▼

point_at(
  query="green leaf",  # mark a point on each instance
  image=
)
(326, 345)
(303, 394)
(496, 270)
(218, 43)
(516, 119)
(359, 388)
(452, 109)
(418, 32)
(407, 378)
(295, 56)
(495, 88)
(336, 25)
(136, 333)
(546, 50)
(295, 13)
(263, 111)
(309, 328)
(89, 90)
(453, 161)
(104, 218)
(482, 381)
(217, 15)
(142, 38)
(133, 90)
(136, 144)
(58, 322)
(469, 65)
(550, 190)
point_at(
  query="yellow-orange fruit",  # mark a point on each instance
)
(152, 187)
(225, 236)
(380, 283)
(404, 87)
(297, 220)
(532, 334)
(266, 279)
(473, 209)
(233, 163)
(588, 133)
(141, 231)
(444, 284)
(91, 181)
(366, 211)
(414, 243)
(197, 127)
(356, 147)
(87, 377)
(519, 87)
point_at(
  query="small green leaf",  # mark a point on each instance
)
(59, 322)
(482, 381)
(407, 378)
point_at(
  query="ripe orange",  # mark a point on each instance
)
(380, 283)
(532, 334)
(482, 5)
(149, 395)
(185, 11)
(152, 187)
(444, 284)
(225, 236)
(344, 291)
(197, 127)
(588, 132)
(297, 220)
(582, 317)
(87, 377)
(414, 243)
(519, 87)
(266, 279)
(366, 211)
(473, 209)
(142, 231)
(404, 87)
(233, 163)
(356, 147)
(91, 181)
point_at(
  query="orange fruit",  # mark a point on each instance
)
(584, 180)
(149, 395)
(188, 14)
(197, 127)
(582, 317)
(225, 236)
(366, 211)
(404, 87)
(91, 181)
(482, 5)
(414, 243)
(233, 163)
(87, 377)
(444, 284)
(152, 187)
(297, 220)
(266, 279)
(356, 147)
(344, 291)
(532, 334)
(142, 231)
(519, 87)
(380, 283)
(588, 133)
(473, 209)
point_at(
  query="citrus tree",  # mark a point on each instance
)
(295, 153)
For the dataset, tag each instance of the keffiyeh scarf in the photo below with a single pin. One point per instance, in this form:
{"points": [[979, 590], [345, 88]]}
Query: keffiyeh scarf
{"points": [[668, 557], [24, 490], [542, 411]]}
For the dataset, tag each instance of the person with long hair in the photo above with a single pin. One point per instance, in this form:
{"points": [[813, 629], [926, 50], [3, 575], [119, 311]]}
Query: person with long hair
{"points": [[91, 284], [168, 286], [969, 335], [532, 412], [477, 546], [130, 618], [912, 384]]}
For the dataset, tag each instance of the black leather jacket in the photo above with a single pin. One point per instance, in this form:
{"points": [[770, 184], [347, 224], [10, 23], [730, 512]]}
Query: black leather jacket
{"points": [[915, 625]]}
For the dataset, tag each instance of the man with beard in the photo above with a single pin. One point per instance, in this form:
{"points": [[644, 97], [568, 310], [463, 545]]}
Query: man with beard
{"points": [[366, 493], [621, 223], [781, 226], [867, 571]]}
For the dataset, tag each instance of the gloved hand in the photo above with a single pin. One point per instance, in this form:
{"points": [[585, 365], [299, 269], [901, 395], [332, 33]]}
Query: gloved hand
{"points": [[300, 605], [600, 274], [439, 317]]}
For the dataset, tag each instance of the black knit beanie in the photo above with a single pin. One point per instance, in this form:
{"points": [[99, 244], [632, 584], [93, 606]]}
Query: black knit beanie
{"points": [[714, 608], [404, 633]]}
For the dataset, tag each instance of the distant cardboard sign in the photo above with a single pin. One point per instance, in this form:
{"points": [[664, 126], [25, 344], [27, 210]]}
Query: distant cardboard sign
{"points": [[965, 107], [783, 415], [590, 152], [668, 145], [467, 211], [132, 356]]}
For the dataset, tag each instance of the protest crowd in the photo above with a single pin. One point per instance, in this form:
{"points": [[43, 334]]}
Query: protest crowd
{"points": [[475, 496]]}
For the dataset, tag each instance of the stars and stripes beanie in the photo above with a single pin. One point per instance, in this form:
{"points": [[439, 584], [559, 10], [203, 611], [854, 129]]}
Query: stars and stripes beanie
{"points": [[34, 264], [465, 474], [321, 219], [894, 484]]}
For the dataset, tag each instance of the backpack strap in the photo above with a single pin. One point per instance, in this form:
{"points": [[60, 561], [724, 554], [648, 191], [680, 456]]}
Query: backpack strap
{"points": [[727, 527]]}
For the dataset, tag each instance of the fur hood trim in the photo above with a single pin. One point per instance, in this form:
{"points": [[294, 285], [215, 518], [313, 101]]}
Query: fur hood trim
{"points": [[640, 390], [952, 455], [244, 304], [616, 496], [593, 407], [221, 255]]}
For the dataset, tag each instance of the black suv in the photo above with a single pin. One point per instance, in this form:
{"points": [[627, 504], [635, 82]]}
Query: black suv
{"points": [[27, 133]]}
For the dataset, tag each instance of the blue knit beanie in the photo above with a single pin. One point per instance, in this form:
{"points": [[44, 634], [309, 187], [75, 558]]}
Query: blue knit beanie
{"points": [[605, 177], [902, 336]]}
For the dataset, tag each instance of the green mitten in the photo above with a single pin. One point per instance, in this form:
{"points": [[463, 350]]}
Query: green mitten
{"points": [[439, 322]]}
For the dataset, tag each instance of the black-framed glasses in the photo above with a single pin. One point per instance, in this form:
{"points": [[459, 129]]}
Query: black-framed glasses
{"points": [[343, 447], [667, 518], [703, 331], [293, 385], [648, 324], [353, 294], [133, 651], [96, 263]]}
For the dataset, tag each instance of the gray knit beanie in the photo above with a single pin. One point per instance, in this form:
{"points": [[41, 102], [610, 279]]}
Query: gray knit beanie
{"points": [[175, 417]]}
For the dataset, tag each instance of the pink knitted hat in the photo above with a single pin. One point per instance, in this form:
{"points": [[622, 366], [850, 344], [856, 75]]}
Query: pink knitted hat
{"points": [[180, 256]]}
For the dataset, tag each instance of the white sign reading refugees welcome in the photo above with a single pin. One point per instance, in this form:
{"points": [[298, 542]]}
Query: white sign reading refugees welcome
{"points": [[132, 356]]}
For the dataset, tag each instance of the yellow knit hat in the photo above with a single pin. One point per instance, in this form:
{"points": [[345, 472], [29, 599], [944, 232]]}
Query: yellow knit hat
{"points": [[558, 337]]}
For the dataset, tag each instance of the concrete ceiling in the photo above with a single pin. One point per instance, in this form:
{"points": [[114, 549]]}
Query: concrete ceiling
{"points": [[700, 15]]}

▲

### Goal of the exercise
Only lines containing the word "orange" should appear in the answer, and every such line from the records above must be there.

### Result
  query="yellow-orange fruit",  # mark a point on each instance
  query="ripe orange",  # mark a point on each instance
  query="orange fruit",  # mark a point on each instance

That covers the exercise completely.